What to produce: Every entry is to be returned verbatim.

[[ Study material open ]]

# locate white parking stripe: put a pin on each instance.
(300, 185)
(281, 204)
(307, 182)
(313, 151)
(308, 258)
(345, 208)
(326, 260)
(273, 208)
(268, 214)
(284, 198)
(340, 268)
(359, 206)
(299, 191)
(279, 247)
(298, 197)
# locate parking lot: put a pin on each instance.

[[ Study material closed ]]

Expected output:
# locate white parking stripe: put a pin on each instance.
(300, 185)
(281, 204)
(307, 182)
(313, 151)
(308, 258)
(345, 208)
(326, 260)
(273, 208)
(268, 214)
(284, 198)
(340, 268)
(359, 206)
(299, 191)
(279, 247)
(298, 197)
# locate parking lot: put a pin on each instance.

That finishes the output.